- **課題文**
▽

ぼくの脳内

ぼくの脳内を言語化してみた

やっぱコミュ障は文章で語る

 入試休み最終日。ろくに休めなかったこの3日間だったなぁ、、と回想しながら、大学病院の待合椅子に腰かける。ディズニーとかと一緒で、待ち時間がサービスとしての対価でない類のスポットだ。
 聴力検査を終えた後、さんざん待った挙句、診察室で言われた言葉は

 

 ———それじゃあ、お薬処方しときますね。何か質問とかありますか?

 

 ———ゑ。

 

 それだけかぁー。しかし、冷静に考えると、それだけじゃないほうがおかしい。今までこういう世界には疎かったためか、その光景は新鮮でもあり、錆びれそうでもあったのでした。
 一番待ったのは、会計だ。整理券を持って、順番を待つ。1分で2人が会計所で裁かれていく。俺が裁かれるまで、残りはあと200人。あと2時間・・・。そんな時間、こんな老人だらけの空間で待っていられるはずがあろうか。
 帰りの電車の中では、疲れがどっと襲ってきた。なんにせよ、ただの診察で4時間も病院に収容されていたのだから。

 

 坂口安吾という小説家を初めて知った。一度読んだら忘れられないようなあの残酷さ。人間の愚かさを訴えてくる。

 

 ———それについて考察せよ。

 

 なんて言われたら、どうするだろうか。そう、俺は実際に言われてしまったのだ。文学作品は、音楽と同じで、表現を正確な言葉で語ることは不可能であると思う。

△

- **項目一覧**
▽

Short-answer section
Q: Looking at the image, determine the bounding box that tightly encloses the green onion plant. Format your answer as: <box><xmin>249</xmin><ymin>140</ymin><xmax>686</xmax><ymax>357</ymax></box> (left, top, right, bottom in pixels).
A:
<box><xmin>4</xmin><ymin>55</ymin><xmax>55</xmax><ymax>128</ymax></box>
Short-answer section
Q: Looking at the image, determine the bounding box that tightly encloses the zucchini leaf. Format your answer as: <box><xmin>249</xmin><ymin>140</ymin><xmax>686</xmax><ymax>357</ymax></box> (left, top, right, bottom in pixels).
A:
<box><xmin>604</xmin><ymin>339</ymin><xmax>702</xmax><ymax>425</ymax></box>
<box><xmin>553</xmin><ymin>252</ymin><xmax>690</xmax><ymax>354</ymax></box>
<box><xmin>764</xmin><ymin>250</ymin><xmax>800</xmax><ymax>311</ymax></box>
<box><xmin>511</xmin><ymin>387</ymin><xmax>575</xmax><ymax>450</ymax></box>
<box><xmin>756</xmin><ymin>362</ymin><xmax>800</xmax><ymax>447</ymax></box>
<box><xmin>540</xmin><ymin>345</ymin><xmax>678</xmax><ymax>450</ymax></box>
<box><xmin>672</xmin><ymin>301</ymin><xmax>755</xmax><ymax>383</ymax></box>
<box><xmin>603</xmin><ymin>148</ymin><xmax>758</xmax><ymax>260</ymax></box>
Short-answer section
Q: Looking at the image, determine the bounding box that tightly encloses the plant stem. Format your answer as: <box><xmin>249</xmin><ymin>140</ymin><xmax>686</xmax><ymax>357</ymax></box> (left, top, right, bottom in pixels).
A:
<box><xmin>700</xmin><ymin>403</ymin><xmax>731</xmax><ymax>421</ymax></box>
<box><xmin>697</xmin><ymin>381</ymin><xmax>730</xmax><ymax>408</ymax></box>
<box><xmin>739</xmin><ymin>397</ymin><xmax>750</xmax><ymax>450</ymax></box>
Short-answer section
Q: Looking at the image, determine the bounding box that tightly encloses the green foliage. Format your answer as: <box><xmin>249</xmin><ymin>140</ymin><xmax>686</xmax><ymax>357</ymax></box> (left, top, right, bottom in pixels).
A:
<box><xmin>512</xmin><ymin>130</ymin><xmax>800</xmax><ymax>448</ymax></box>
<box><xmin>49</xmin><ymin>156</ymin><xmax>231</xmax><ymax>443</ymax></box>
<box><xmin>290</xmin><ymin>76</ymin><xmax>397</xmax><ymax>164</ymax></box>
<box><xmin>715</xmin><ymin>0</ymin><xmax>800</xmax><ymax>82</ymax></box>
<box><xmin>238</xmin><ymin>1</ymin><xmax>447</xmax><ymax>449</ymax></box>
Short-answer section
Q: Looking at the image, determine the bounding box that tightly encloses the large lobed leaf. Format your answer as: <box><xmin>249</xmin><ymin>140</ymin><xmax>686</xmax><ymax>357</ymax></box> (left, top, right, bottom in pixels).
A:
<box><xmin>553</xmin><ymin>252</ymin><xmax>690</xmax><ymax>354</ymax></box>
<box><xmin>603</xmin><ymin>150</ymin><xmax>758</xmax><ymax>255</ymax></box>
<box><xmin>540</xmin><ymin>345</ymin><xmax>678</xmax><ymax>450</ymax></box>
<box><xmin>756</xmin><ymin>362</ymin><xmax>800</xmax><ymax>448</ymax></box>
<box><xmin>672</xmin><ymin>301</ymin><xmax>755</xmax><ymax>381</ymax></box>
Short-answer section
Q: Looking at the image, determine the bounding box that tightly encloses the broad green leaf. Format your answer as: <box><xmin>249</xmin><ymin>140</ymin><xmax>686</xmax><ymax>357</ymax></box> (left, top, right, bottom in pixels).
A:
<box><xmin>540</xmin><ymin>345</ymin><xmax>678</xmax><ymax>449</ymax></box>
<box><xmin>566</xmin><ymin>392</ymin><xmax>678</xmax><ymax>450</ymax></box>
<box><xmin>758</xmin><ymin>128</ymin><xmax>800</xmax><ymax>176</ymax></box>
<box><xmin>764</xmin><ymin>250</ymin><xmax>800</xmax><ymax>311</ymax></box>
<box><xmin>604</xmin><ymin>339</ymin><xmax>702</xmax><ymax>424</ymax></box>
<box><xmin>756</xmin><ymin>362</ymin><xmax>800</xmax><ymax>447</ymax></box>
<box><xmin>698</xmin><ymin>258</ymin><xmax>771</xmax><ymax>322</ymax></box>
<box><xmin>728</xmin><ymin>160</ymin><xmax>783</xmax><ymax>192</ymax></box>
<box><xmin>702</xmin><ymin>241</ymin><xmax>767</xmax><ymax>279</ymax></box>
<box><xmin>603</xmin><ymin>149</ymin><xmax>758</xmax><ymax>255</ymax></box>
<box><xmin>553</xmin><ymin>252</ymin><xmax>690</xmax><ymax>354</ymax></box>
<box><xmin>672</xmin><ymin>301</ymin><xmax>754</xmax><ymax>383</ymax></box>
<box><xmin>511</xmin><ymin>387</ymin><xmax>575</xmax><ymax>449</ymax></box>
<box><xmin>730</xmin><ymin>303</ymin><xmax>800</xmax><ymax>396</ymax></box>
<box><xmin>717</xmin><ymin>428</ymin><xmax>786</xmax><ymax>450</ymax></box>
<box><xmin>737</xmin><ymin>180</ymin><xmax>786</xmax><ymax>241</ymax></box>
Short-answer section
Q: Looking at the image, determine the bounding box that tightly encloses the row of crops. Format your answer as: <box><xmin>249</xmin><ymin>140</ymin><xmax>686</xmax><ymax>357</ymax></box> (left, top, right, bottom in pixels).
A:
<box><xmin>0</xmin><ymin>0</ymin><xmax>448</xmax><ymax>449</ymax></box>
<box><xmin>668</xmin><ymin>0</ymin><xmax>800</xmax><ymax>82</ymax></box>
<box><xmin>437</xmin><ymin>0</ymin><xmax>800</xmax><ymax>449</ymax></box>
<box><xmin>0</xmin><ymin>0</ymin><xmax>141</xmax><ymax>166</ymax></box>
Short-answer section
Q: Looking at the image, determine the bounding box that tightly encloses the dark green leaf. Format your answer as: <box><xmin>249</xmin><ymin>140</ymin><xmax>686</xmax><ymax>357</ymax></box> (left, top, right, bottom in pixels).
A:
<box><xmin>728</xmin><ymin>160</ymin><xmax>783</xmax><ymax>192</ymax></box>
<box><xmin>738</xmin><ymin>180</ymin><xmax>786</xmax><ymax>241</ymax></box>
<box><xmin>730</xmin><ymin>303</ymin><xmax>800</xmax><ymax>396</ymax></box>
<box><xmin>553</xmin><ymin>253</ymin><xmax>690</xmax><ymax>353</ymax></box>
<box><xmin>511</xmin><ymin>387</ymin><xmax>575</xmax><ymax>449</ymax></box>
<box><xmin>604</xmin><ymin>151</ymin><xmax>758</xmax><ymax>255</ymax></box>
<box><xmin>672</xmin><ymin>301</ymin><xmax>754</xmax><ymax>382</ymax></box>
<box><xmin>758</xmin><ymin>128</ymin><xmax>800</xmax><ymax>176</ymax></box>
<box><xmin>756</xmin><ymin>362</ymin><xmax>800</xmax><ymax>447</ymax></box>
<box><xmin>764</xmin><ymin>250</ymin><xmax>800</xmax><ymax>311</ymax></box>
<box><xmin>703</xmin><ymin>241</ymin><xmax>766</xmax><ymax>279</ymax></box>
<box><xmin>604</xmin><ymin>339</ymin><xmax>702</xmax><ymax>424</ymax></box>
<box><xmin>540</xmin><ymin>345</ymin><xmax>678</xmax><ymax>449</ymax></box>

△

- **やること**
a – 課題文の「帰りの電車の中では、疲れがどっと襲ってきた。」を英語に訳せ。
b – 課題文の「一番待ったのは、会計だ。」で始まる段落を、主な事実を残して箇条書きにまとめよ。
c – 病院と坂口安吾についての課題文を、最後の文の後から書き継げ。

- **解答**
a – On the train home, exhaustion hit me all at once.

b –
- 一番待ったのは会計だった。
- 整理券を持って順番を待つ。
- 会計所では1分で2人が処理されていく。
- 自分の番まで残りは200人、あと2時間かかる。
- 老人だらけの空間でそれほど待っていられるはずがない。

c –
 結局、作品というのは、客が理解することで初めて「作品」として成立するのではないかと思う。作者から客へ想いが伝わる。それが客の勝手な解釈だったとしても。客にとっては、それこそが作者が作った(本当は客が作った)「作品」なのだ。

 だから、小説について考察して言葉にして、他の生徒と意見を交換したって、それはただの価値観のドッジボール
 ドッジボールプレイヤー双方に於いて、寛容であることが強く求められる。すなわち、キャッチボールへと移行することだ。が、誇り高き本校生徒は、意外とそういうことをしたがらない。とにかく、自分の意見が絶対的であるかのように、相手を論破しにかかる。これではただのディベート大会ではないか。

 俺は、そういう価値観の押し付け合いが大嫌いだ。俺は、他人の価値観を受け入れ、理解することが一番大事であると考えて生きている。大事な大事な価値観を潰すのは、多様性を欠くことになる。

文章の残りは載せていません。